[START Records provided]

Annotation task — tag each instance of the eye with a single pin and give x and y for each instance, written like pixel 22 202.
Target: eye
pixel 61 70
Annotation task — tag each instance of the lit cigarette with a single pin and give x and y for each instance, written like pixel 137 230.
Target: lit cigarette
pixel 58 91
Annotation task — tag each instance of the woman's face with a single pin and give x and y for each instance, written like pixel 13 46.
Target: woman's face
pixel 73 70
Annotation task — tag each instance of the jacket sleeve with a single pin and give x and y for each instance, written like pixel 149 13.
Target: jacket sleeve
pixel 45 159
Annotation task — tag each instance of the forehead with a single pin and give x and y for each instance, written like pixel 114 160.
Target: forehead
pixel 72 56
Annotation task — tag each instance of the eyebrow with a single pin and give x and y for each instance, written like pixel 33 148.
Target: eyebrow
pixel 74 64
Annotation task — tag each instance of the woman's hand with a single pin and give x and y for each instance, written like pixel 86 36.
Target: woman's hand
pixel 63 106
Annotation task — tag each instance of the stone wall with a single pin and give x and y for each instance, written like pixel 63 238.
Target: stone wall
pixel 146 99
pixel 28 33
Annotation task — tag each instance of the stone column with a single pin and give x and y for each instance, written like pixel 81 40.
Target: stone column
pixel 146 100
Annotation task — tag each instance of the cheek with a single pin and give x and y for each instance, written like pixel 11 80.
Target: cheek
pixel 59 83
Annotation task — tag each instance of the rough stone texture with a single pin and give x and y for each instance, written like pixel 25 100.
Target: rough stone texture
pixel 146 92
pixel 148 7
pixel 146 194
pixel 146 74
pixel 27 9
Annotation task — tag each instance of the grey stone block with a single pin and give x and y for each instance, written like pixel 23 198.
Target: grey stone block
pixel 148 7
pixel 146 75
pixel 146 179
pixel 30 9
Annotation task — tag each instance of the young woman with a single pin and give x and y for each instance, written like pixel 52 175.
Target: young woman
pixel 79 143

[END Records provided]

Aim of the task »
Return all of the lines above, copied word for word with nothing changed.

Output below »
Annotation task — tag each instance of the eye with a single pin and give x and y for each instance, written like pixel 22 202.
Target: eye
pixel 61 70
Annotation task — tag each instance of the lit cigarette with a single pin and give x and y for each instance, written like pixel 137 230.
Target: lit cigarette
pixel 58 91
Annotation task — tag each instance of the woman's face with a single pin and give x and y for each instance, written like pixel 13 46.
Target: woman's face
pixel 73 70
Annotation task — tag each instance of the jacket sleeve with a single pin and give x and y for each instance, written like pixel 149 13.
Target: jacket sleeve
pixel 45 159
Annotation task — tag each instance of the forehead with a single pin and give x and y for each instance, written like pixel 114 160.
Target: forehead
pixel 72 56
Annotation task — tag each instance of the eyebrow with a single pin and give x and y for each instance, written like pixel 33 148.
Target: eyebrow
pixel 74 64
Annotation task — tag each instance of the woman's hand with a single pin and give x and y for each instance, written like pixel 86 36.
Target: woman's hand
pixel 63 106
Annotation task — tag each instance of the stone wall with a single pin and give x and y for each instance, written like pixel 63 238.
Target: stone wall
pixel 146 99
pixel 28 33
Annotation task — tag each instance of the stone column with a single pin and give x and y for each instance, written like pixel 81 40.
Target: stone column
pixel 146 100
Annotation task — tag each instance of the cheek with a single pin and give x and y for each instance, written like pixel 11 80.
Target: cheek
pixel 59 83
Annotation task — tag each instance of the rough stone texture with a single pin and give x and y for each instance, written like pixel 25 100.
Target: rough stone texture
pixel 146 92
pixel 148 7
pixel 146 194
pixel 146 74
pixel 27 9
Annotation task — tag each instance of the grey stone block with a single pin and give x and y for each instance, written like pixel 23 198.
Target: grey stone block
pixel 148 7
pixel 146 75
pixel 146 179
pixel 30 9
Annotation task — tag each instance of the young woman with a single pin and give x and y for each instance, written like pixel 52 175.
Target: young woman
pixel 79 143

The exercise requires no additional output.